You are viewing a plain text version of this content. The canonical link for it is here.
Posted to java-user@lucene.apache.org by raistlink <el...@gmail.com> on 2009/05/18 11:42:02 UTC

Max size of index? How do search engines avoid this?

Hi,
I think I've read that there is a limit for de index, may be 2Gb for fat
machines. If this is right I ask you for good resources (webs or books)
about programming search engines to know about the techniques used by big
search engines to search among such huge data.

Thanks
-- 
View this message in context: http://www.nabble.com/Max-size-of-index--How-do-search-engines-avoid-this--tp23594241p23594241.html
Sent from the Lucene - Java Users mailing list archive at Nabble.com.


---------------------------------------------------------------------
To unsubscribe, e-mail: java-user-unsubscribe@lucene.apache.org
For additional commands, e-mail: java-user-help@lucene.apache.org


Re: Max size of index? How do search engines avoid this?

Posted by mark harwood <ma...@yahoo.co.uk>.
>techniques used by big search engines to search among such huge data.

Two keywords here - partitioning and replication.

Partitioning is breaking the content down into shards and assigning shards to servers. These can then be queried in parallel to make search response times independent of the data volumes being searched. I seem to remember a quote that a single Google search currently gets spread across ~1,000 servers in parallel.

Replication is about handling user volumes - take each shard and assign it to many replica servers then load balance requests across them to spread the load. This also gives you redundancy and helps in recovery from machine failure.

Source data:
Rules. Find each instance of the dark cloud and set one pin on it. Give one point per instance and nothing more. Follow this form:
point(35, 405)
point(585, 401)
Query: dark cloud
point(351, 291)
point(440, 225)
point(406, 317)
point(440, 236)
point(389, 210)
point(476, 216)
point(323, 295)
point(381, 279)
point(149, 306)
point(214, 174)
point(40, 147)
* * *
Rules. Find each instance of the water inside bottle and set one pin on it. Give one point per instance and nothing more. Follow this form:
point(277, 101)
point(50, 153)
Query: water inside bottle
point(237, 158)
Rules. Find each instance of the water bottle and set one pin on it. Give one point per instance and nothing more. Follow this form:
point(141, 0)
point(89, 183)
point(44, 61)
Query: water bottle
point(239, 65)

What is asked ▸ Repeat the part of the thread on search index size from "Re: Max size" to "from machine failure.", word for word.

In response ▸
Re: Max size of index? How do search engines avoid this?

Posted by mark harwood <ma...@yahoo.co.uk>.
>techniques used by big search engines to search among such huge data.

Two keywords here - partitioning and replication.

Partitioning is breaking the content down into shards and assigning shards to servers. These can then be queried in parallel to make search response times independent of the data volumes being searched. I seem to remember a quote that a single Google search currently gets spread across ~1,000 servers in parallel.

Replication is about handling user volumes - take each shard and assign it to many replica servers then load balance requests across them to spread the load. This also gives you redundancy and helps in recovery from machine failure.